Exercise: Restate the entries below verbatim.

Input records:
··········
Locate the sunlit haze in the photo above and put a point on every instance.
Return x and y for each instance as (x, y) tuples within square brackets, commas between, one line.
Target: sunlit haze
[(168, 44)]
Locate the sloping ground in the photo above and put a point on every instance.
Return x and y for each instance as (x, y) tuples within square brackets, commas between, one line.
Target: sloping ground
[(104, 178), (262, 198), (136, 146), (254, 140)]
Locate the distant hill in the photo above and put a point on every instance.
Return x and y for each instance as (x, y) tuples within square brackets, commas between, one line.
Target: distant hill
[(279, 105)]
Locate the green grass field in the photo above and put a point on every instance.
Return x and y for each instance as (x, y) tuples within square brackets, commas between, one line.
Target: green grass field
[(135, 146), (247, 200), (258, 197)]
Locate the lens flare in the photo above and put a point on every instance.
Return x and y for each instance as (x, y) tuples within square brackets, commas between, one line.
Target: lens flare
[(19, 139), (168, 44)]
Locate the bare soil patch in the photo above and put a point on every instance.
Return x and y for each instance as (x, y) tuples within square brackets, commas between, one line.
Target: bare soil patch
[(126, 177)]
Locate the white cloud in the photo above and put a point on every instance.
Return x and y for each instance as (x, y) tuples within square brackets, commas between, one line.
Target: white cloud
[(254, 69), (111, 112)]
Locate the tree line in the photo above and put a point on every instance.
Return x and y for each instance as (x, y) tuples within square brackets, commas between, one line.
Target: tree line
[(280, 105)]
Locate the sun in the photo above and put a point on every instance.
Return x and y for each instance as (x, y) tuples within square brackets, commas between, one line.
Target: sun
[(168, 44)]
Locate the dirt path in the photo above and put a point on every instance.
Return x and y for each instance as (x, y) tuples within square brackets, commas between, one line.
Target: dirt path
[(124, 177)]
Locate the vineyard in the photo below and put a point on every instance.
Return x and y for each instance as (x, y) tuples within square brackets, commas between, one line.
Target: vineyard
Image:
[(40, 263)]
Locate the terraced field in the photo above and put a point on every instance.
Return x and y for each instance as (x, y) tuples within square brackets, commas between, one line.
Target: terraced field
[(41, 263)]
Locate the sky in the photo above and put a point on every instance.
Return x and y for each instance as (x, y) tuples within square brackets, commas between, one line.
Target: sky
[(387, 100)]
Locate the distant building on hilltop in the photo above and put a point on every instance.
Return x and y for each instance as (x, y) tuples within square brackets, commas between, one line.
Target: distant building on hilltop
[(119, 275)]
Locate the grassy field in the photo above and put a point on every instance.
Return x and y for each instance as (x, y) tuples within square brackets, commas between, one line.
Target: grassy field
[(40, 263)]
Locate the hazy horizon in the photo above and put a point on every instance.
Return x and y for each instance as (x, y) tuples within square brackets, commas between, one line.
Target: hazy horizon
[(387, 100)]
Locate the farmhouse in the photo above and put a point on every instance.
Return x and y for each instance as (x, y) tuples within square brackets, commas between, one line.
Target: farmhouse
··········
Response below:
Locate the sunlit haze in the photo above and put a point on every instance.
Return x and y for each instance as (x, y) tuples within square brackets, commas between, one line.
Target: sunlit haze
[(168, 44)]
Locate the sloping ground in the photo above and put a point on every instance.
Return x and y for each instance as (x, y) tuples within square brackets, commas between, one line.
Target: sloping ground
[(104, 178), (262, 198), (136, 146), (254, 140)]
Locate the distant hill in the photo above and put a point on every instance.
Return x and y for each instance as (x, y) tuples within square brackets, commas between, one line.
Target: distant hill
[(279, 105)]
Locate the green grass field in the photo above and put a point on every instance.
Return x and y for each instance as (x, y) tuples within square brackets, commas between, one line.
Target: green grass field
[(135, 146), (247, 200), (258, 197)]
Locate the lens flare in the photo above and put a point on every instance.
Return x and y for each instance as (x, y) tuples within square brackets, commas between, one line.
Target: lens flare
[(19, 139), (168, 44)]
Locate the bare soil patch in the photo above and put a point on every instance.
Return x and y for each instance as (x, y) tuples within square brackets, commas between, one line.
Target: bare soil patch
[(126, 177)]
Locate the white cloud in the photo above and put a point on every instance.
Return x and y for each instance as (x, y) tuples within square brackets, commas between, one line.
Target: white cloud
[(254, 69), (111, 112)]
Locate the tree line in the photo above and put a point on every instance.
Return x and y for each instance as (x, y) tuples within square brackets, commas between, one line.
Target: tree line
[(280, 105)]
Locate the sun in the photo above and put a point on every instance.
Return x and y for each instance as (x, y) tuples within square brackets, commas between, one line.
Target: sun
[(168, 44)]
Locate the dirt path in the photo above and put a point on every instance.
Return x and y for each instance as (x, y) tuples within square brackets, commas between, one line.
Target: dirt path
[(124, 177)]
Locate the vineyard in the photo below and put a point on every instance.
Return x and y for each instance as (x, y) tuples within square brackets, commas between, one line.
Target: vineyard
Image:
[(40, 263)]
Locate the terraced field in the photo above and put a point on every instance.
Return x and y for each instance as (x, y) tuples within square brackets, commas between, one line.
Target: terraced field
[(41, 263)]
Locate the sky in the photo above and put a point on every instance.
Return x and y for each instance as (x, y) tuples within square brackets, commas between, one line.
Target: sky
[(387, 100)]
Locate the distant building on hilltop in the photo above and put a point on every instance.
Return x and y for each instance as (x, y) tuples within square brackets, commas between, one line.
Target: distant building on hilltop
[(119, 275)]
Locate the grassy field in the photo above and put a point on every instance.
Return x and y for each instance as (x, y) tuples within square brackets, commas between, one line.
Target: grassy field
[(40, 263)]
Locate the hazy horizon in the photo above and put a point on every instance.
Return x and y for each instance as (x, y) tuples within square brackets, commas between, one line.
Target: hazy horizon
[(387, 100)]
Locate the farmhouse in the photo above and put a point on every instance.
Return x and y for each instance as (x, y) tuples within square brackets, commas between, one line.
Target: farmhouse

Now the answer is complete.